The fall of the ex-gay movement has coincided with a widespread shift in public opinion about specific LGBT policy issues, and homosexuality in general. While support for same-sex marriage has reversed in the past decade, with a growing majority of Americans supporting same-sex couples’ right to marry, general acceptance of homosexuality has risen to new highs. A Gallup poll conducted this year found the number of Americans who believe consenting same-sex relationships should be legal increased from about 45 percent just a decade ago to 64 percent. The number of Americans who believe people are born gay has also changed dramatically. Around the advent of the ex-gay movement in 1978, only 13 percent of Americans believed sexual orientation was biological. Today, that number stands at 47 percent.
The shift in public opinion has come as the LGBT-rights movement has racked up a series of significant legal victories, with the Supreme Court striking down laws prohibiting consensual relations between people of the same-sex in 2003 and, 10 years later, striking down the federal government’s definition of marriage as between a man and a woman. It has also taken place at a time when LGBT-rights advocates have been making a quiet but effective push to change the hearts and minds of people in communities where religion is deeply ingrained. Shortly after voters in 11 states approved same-sex marriage bans in 2004, the Human Rights Campaign created a program specifically focused on religion and faith.
“It was widely perceived that the LGBT community had lost in that election due to the ‘value voter’ and that was perceived as mostly Christian, but also as a kind of religious-right position,” says Sharon Groves, director of HRC’s Religion and Faith Program. “And what we would see is often religious leaders on the right being the voice opposing LGBT equality and they were countered often on the other side by lawyers or activists.”

Entries from a data source:
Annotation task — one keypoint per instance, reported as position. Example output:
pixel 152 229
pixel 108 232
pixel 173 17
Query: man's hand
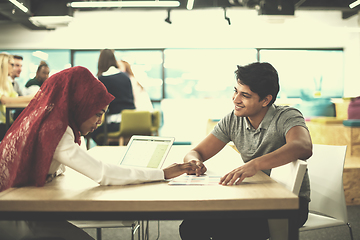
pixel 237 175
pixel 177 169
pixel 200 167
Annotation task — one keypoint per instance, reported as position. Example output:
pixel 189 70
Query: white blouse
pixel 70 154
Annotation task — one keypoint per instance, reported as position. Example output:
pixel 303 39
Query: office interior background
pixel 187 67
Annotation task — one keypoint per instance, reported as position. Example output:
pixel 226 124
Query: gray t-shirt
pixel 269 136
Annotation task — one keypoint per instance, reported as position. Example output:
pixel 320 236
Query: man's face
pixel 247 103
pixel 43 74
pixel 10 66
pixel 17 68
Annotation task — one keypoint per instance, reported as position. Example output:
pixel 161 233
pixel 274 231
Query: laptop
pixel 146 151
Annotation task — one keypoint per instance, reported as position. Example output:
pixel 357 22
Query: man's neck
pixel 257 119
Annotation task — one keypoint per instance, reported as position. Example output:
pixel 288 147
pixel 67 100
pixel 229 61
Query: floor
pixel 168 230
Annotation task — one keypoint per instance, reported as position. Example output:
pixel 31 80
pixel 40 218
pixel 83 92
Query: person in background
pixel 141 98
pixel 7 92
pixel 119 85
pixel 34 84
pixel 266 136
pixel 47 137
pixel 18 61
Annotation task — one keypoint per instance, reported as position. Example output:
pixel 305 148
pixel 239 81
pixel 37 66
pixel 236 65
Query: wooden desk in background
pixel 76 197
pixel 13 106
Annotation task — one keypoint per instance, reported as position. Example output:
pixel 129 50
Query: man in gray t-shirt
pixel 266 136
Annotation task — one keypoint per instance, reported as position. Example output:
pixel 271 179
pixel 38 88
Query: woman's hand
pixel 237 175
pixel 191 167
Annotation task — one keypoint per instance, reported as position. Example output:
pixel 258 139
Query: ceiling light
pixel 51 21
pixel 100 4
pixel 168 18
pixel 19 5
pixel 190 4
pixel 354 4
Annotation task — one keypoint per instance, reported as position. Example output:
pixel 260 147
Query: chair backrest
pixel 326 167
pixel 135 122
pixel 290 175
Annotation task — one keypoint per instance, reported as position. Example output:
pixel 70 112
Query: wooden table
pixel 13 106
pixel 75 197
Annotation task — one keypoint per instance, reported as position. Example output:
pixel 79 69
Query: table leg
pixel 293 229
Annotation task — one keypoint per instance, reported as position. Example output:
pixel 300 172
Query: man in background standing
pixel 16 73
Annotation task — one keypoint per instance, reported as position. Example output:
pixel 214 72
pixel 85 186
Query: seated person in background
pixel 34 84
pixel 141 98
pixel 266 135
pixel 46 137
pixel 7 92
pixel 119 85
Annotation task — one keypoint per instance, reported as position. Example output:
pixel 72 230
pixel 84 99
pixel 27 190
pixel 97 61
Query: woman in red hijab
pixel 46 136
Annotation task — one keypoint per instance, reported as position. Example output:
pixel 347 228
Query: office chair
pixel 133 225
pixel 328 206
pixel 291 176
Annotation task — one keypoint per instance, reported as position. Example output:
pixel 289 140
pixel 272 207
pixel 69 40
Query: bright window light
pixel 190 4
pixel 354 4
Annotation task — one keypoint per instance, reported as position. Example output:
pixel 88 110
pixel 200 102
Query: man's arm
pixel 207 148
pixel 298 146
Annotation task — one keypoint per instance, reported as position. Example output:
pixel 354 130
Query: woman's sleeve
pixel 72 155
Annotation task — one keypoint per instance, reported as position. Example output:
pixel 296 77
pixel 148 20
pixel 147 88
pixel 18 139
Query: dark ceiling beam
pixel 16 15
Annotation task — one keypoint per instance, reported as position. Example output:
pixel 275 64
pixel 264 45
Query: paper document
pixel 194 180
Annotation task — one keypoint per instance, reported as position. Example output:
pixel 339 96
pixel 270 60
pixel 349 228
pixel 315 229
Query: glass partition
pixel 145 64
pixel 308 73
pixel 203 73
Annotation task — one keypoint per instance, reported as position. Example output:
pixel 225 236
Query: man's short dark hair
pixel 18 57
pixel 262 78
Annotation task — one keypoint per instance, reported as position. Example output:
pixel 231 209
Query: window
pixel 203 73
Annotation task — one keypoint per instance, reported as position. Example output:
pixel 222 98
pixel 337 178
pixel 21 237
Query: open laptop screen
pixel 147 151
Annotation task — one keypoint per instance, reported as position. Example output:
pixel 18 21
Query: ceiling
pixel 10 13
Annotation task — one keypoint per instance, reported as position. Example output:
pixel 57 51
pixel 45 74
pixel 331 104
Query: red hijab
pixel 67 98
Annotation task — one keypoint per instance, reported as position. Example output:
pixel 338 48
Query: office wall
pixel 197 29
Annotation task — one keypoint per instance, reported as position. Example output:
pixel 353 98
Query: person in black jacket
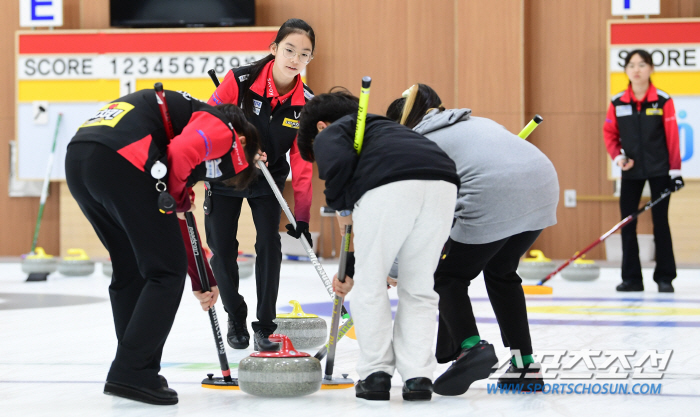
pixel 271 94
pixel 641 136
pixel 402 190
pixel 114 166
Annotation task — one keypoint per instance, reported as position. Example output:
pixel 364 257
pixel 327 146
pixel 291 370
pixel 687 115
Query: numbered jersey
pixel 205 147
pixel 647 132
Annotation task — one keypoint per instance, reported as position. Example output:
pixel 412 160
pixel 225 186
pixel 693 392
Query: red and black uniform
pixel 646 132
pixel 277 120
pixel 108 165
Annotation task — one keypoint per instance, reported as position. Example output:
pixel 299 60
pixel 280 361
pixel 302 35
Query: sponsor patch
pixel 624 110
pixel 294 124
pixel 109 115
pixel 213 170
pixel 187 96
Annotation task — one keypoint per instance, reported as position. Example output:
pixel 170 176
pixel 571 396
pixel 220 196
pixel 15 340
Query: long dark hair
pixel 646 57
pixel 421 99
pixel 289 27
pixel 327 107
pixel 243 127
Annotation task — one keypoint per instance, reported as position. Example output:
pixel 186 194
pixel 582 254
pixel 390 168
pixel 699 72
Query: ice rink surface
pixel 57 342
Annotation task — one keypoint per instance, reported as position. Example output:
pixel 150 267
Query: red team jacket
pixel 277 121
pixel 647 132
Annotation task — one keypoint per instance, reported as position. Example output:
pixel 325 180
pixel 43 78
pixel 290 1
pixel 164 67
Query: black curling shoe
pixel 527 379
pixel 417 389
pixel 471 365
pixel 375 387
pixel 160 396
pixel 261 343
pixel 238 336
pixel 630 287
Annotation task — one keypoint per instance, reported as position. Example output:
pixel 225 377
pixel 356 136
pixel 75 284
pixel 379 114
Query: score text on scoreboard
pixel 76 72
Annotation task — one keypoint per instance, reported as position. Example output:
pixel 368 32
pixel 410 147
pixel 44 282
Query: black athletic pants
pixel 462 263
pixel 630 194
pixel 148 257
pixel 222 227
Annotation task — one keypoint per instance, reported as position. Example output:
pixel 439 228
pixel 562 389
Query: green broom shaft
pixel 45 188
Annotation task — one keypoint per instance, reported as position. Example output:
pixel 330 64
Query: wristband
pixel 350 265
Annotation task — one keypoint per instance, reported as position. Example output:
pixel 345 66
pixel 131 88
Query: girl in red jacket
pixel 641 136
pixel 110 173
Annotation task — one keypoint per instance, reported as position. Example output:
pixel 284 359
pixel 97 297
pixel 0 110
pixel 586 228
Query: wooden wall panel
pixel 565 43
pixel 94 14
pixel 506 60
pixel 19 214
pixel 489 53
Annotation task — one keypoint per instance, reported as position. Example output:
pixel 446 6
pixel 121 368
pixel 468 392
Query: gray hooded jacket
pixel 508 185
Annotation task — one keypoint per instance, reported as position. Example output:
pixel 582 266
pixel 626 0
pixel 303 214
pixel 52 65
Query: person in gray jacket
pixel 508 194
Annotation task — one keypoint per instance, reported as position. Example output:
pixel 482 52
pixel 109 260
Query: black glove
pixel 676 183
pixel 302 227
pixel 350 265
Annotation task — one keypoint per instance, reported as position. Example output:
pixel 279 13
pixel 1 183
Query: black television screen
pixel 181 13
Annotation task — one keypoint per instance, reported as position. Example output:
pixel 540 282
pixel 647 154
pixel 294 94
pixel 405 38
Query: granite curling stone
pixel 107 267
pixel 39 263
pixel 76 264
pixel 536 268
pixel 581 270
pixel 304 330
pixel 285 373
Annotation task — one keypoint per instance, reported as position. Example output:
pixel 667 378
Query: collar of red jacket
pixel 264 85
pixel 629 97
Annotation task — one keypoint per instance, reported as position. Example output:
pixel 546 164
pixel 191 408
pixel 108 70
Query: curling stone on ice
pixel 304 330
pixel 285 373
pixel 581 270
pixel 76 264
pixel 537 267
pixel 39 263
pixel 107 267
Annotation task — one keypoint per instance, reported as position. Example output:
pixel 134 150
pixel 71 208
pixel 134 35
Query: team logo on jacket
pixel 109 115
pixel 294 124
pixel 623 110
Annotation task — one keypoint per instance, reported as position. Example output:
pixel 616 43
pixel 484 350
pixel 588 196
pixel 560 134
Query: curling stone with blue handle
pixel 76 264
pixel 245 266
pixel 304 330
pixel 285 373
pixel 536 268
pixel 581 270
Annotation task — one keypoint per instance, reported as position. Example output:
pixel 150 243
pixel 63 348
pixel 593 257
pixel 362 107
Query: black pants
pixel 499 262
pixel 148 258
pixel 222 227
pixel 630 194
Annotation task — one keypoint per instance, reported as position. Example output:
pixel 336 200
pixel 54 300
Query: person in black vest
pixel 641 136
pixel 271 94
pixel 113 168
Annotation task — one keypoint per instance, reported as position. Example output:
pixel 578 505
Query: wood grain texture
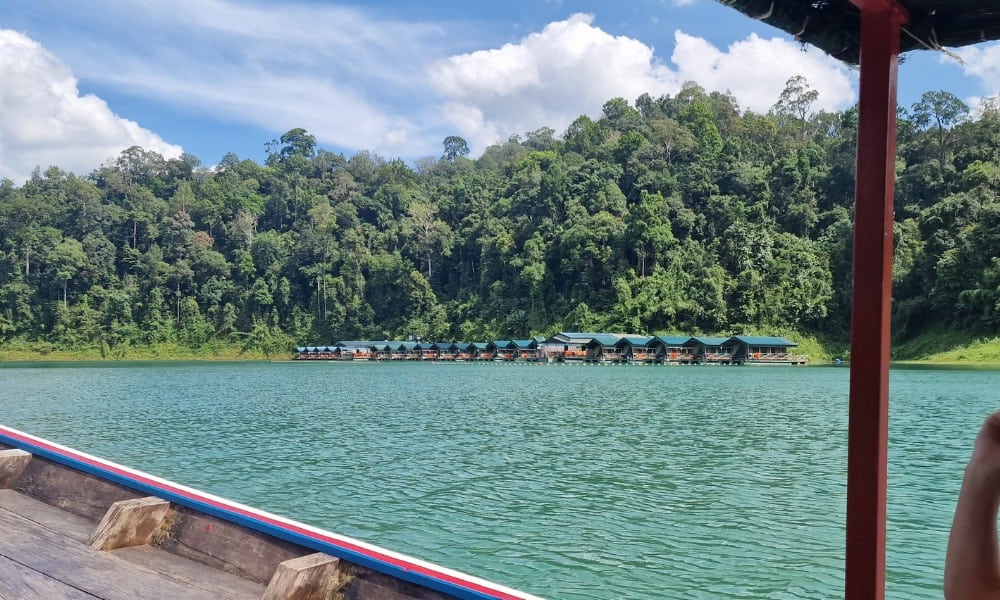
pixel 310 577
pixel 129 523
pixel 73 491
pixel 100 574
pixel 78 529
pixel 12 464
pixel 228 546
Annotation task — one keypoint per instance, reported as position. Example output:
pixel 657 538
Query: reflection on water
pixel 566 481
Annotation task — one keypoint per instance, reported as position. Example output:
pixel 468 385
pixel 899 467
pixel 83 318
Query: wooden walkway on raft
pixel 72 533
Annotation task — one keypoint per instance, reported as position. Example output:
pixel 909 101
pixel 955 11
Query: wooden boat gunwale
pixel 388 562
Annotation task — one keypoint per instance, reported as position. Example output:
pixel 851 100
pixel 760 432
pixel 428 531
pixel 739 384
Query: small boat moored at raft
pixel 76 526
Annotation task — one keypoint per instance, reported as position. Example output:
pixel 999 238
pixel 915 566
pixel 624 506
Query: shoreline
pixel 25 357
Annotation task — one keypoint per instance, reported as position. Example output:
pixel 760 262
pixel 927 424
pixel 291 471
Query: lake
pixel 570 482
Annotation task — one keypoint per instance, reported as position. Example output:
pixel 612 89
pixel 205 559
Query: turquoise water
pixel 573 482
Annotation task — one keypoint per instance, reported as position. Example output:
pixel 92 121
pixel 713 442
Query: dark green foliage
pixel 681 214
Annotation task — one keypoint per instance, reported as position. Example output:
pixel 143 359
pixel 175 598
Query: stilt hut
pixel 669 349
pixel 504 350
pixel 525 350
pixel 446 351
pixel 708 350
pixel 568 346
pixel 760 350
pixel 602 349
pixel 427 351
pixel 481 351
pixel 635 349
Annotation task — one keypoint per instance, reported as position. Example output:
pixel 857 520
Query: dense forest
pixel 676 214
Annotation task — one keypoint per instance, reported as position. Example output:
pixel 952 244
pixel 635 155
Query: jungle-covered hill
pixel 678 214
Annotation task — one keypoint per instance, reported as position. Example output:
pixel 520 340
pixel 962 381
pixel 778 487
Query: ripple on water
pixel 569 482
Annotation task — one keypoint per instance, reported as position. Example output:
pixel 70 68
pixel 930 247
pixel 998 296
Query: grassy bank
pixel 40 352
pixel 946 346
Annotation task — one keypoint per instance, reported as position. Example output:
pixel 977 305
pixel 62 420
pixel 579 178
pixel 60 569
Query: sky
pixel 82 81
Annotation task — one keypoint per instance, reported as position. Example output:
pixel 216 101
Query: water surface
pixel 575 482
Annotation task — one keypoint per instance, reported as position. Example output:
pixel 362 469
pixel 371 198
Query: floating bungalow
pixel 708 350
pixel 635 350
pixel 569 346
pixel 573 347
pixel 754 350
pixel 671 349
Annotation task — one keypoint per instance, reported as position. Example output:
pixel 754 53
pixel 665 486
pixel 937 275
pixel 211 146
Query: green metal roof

▸ Required tasks:
**A.** In the passage on the ex-gay movement, what share of Americans believed sexual orientation was biological around 1978?
**B.** Continue the passage on the ex-gay movement from after its last sentence.

▸ Task-by-task answers:
**A.** 13 percent

**B.**
Groves, who has been with the program almost since its inception, says an effort was undertaken to highlight the voices of religious leaders who support LGBT equality in order to combat a perception that religion was by definition antagonistic to LGBT people. “People have been doing this work since before Stonewall, but there hadn’t been a public recognition of that work and it needed to move to another level,” she says.
The program set out to amplify pro-LGBT religious voices in jurisdictions where issues such as marriage equality or workplace protections were being considered, while doing what Groves calls the “quieter work” of engaging communities that are more conservative. “Where religion goes is where the country goes,” says Groves. Pro-LGBT religious leaders played critical roles in each of the four states where voters either approved marriage equality or rejected same-sex marriage bans at the ballot box last November.
Scripture, however, isn’t quite as fluid as legislation and is grounded in centuries of religious doctrine. Nevertheless, signs that even some of Christianity’s most conservative sects are evolving has been on full display in recent months following the naming of the new Roman Catholic pope. Six months into his papacy, Pope Francis has made comments that have stirred the church and given hope to those working for a more inclusive Catholic Church. Asked about gay priests in July, Pope Francis responded, “If someone is gay and he searches for the Lord and has good will, who am I to judge?” While the pope is not advocating for a change in church doctrine, Groves says his comments illustrate a growing trend among religious people who are returning to the core principles they care about.
“Religious people are saying, ‘Not in my name anymore.’ And that’s what’s really making the difference,” she says.
For the contemporary ex-gay movement, the struggle between religious identity and sexual identity has always been at the center. “The ex-gay industry relies on people feeling ashamed of themselves,” says Besen. “And the market is shrinking.”